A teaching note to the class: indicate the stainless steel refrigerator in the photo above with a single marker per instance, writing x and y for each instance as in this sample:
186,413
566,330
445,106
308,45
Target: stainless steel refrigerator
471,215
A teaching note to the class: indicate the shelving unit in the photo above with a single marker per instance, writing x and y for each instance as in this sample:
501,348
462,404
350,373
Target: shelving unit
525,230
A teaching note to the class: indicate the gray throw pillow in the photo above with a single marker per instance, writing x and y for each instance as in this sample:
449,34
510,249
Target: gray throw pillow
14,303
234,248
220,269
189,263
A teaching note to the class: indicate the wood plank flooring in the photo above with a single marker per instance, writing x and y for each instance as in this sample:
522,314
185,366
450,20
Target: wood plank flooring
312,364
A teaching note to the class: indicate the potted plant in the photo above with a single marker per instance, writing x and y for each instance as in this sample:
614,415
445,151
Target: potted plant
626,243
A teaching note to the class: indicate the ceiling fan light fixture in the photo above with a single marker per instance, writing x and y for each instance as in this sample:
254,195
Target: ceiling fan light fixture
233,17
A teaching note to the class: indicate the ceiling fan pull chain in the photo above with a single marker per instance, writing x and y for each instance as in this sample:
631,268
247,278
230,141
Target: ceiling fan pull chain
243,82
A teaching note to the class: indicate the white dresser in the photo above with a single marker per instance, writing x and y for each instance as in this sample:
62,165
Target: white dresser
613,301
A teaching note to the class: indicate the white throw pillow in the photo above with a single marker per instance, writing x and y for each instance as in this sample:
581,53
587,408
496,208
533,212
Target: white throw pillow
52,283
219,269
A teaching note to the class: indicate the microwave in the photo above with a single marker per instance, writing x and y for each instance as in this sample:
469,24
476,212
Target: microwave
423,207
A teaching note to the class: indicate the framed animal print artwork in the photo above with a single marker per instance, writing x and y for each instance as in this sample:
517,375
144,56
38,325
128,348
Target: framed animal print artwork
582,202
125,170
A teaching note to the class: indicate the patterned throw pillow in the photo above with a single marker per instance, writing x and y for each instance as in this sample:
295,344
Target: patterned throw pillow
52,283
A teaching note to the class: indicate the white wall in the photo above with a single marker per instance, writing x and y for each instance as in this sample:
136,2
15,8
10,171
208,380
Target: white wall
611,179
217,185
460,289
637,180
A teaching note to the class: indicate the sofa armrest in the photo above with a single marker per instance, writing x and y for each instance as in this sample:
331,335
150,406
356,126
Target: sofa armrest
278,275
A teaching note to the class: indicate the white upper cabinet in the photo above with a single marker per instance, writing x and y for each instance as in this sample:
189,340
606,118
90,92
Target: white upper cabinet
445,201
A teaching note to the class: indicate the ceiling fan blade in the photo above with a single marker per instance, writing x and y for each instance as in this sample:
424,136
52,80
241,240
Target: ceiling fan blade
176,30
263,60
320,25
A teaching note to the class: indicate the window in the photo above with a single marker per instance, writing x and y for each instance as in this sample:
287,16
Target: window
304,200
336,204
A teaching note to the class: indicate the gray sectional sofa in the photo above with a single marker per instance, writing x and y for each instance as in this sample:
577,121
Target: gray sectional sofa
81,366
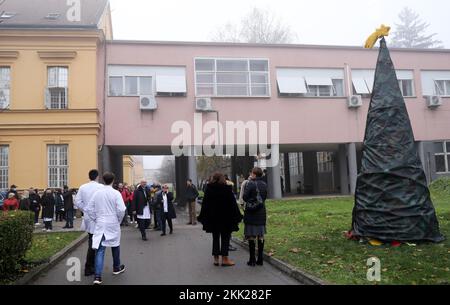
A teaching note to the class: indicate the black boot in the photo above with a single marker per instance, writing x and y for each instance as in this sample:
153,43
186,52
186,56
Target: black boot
• • • • • • •
◆ WHAT YOU NEED TO DO ◆
Using the records above, copy each line that contains "black".

◆ WRITTEN ANSWER ◆
A teaching note to the class: indicate the black boot in the photo above with a single marker per instance, writing x and y for each instance as in this sample:
Target: black boot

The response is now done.